* Stated goal:
Decide whether each statement below agrees with the budgeting article, answering yes or no and quoting the words of the article that settle it.
1. The writer was out of work for four months last year.
2. The article recommends drawing up a budget for the entire year at once.
3. Schroeder suggests beginning with total income before taxes.

* Selection:
-------

There is no greater relief than finally making it to payday, especially when you're on your very last $20 bill.
If I'm being honest, the reason I decline dinner invites or skip that third concert near the first of the month is because I just paid rent and can't afford it.
True life: I am horrible at saving.
When I spent four months unemployed last year, I felt the burden of not having money to fall back on.
I resolved to be more financially savvy in 2016.
Learning how to stop living paycheck to paycheck and start preparing for my long-term financial future sounds like the responsible adult thing to do, right?
I reached out to Michelle Schroeder, money expert and founder of the blog Making Sense of Cents, for some advice on ways a girl who loves spending above her means can manage a sound budget.
Schroeder suggests studying how real people manage money.
Well, here I am at a financial crossroad. I've got to start #adulting like a pro, or suffer the long-term consequences.
Don't just be realistic, be brutally f*cking honest.
Now's not the time to be naive about your student loan debt or plummeting credit score.
Get completely honest with yourself about your moolah. And, for the record, that $3 pack of Oreos counts.
Instead of killing yourself creating a budget for the entire year, break down your spending plan by month. It’ll ease that long-term anxiety.
Schroeder suggests starting with your total income after taxes then totaling every single expense. That includes every cost, from rent and groceries to those Seamless orders. Don't forget about health bills and, of course, savings and retirement.
Schroeder says aim to spend less than you earn each month.

-------

* Available data:
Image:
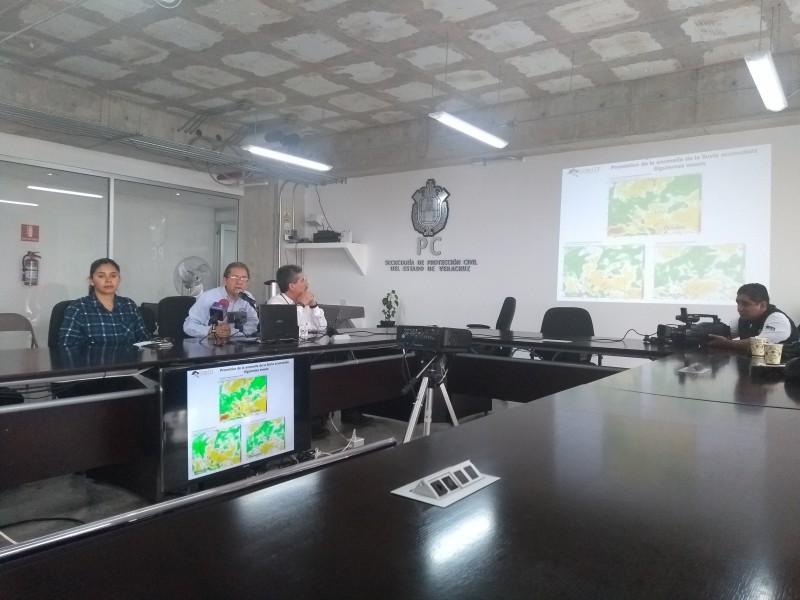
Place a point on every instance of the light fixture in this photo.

-------

* Final result:
1. Yes: "When I spent four months unemployed last year"
2. No: "Instead of killing yourself creating a budget for the entire year, break down your spending plan by month."
3. No: "Schroeder suggests starting with your total income after taxes"